> CHALLENGE
Return every line of the data below that contains the string "BATCH".

> DATA SUPPLIED
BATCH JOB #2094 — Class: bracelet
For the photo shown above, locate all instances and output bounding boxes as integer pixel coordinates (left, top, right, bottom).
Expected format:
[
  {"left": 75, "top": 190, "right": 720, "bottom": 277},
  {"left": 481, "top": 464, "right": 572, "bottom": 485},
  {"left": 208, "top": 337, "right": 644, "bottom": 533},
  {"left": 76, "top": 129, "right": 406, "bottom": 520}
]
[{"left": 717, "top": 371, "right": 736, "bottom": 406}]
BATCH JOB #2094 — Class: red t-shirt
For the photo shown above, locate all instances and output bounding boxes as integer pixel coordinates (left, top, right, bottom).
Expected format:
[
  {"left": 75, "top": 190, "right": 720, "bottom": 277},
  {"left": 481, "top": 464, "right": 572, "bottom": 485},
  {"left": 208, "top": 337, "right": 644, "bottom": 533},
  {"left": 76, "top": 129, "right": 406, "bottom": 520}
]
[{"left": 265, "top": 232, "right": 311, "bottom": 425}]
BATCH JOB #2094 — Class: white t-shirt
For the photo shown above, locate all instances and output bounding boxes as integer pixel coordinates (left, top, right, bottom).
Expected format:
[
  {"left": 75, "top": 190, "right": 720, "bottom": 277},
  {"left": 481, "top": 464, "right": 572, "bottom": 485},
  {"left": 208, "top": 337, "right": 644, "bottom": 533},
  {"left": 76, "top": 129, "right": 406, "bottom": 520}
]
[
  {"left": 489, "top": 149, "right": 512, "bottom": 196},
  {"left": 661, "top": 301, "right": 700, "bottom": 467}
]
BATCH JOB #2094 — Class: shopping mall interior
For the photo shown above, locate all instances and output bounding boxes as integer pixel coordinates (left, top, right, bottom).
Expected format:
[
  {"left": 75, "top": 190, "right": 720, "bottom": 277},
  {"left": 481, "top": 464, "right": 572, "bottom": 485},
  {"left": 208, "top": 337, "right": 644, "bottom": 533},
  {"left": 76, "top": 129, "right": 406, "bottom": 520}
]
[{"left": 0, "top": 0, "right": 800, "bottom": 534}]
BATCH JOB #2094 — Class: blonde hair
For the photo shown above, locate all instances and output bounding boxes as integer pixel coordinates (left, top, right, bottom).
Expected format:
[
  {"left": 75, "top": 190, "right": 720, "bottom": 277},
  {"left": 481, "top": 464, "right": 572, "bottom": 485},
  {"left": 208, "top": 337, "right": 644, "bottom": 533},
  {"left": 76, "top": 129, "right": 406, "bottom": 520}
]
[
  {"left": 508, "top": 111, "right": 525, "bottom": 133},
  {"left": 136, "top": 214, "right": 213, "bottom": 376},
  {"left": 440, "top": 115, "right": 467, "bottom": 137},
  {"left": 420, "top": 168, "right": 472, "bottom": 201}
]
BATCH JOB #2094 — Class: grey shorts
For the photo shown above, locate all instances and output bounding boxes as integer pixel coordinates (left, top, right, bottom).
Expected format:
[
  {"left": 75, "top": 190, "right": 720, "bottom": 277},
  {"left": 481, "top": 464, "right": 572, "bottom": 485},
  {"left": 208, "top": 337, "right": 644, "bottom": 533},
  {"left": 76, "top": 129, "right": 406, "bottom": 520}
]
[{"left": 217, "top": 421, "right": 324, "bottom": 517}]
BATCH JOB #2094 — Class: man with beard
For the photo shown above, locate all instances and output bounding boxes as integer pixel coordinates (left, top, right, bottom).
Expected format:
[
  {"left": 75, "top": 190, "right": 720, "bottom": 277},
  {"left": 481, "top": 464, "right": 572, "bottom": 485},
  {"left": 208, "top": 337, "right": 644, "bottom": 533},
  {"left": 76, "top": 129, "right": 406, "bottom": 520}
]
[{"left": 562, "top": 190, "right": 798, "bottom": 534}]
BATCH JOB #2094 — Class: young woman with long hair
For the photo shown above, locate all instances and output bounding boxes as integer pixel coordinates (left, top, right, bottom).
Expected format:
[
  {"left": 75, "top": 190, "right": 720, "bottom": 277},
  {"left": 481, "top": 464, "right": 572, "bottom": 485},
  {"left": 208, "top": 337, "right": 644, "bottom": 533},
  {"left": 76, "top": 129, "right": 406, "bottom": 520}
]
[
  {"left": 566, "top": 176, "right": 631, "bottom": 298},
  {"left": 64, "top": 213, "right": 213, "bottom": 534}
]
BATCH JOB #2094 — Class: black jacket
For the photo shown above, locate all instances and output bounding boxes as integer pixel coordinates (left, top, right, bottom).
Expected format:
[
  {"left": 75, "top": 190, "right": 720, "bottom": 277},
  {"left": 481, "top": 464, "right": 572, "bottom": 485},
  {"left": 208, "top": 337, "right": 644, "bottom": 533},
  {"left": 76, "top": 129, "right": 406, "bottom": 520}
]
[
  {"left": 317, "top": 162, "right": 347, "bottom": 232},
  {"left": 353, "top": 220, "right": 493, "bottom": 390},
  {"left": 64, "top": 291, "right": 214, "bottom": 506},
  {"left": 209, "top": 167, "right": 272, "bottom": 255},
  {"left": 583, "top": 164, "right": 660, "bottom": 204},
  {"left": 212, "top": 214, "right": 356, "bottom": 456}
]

> ANSWER TO THIS TASK
BATCH JOB #2094 — Class: bracelet
BATCH JOB #2094 — Class: red t-shirt
BATCH JOB #2094 — Class: white t-shirt
BATCH JOB #2094 — Class: shopping mall interior
BATCH JOB #2094 — Class: blonde hair
BATCH JOB #2094 — Class: grey shorts
BATCH JOB #2094 — Class: man with beard
BATCH JOB #2094 — Class: young woman with long hair
BATCH JOB #2094 — Class: black jacket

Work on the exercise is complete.